» **WHAT YOU WILL DO**
- A) Reproduce word for word the part of the post about the anniversary of a mother's death that begins at the words "Another dear friend" and ends after "understand her pain.".
- B) Pick up the post about the anniversary of a mother's death after its last sentence and keep writing it.

» **TEXT SHOWN**
Today is the 2nd anniversary of my mum’s death. I’ve been a wreck for 2 weeks and it started by feeling swallowed when an out-of-town friend called me and said they found cancer in her mom. I pushed it back for the length of the phone call, though I feel I was a bit too technical in discussing the options of treating the cancer as a way to not start bawling about my mum because you know – it is *her* mom we were talking about and her pain, and not mine. I didn’t want to make it about me, ya know?
Another dear friend is struggling with her mom’s cancer, too, and it has been extra rough for the both of them the last 2 months. I understand her pain.
I’ve not been posting much in any of my usual haunts. I’ve been bitchy at times when I have been posting. Mostly I’ve just been posting in very short sentences, or phrases even, trying to behave normally. And I’m not posting in these places about the pain I am feeling.

» **STORED DATA**

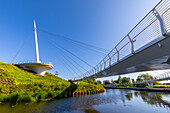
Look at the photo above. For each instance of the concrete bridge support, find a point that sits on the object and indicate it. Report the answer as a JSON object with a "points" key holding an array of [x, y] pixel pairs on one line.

» **RESPONSES**
- A)
Another dear friend is struggling with her mom’s cancer, too, and it has been extra rough for the both of them the last 2 months. I understand her pain.

- B)
I was blindsided this year by the pain and grief. I was confused why it was so bad this year. Duh. Last year was the first year of my grief and it was so wracked with pain that the increase at the anniversary of her death felt a lot like just more of the same. This year I healed a lot. I began being able to move my focus outward again and enjoy, well, life. So when it hit me this year, it hit hard in comparison. And of course, last Tuesday was pretty horrible because it was the day I had signed my mum onto hospice. Technically she signed herself on, except she told *me* to sign the papers when she was sitting right there, papers on her lap, pen in hand. I don’t know exactly why, but I think it had something to do with "proving" I meant it when I said to her that if she was tired and the pain was too much and she just wanted to die then signing the papers was what she wanted. <—– She asked me. Or, it was too hard emotionally for her to do it herself. I loved her enough to do it for her. I’m sure I posted about it back around then. It still feels like I signed away her life. I KNOW. I didn’t. I know all the correct and proper things about that scene that I can still as clearly as if it were yesterday, but that one part of the feeling remains no matter how screwed up it is.
I expect it not to last too much longer, a waning until near Xmas.
I was gonna proofread for typos, but my eyes are blurred with tears now. Maybe later.
Comments off because I know you all luv me, but if you post your niceness it hurts more ’cause I’m a twisted bitch like that at times. Thanks for reading and caring.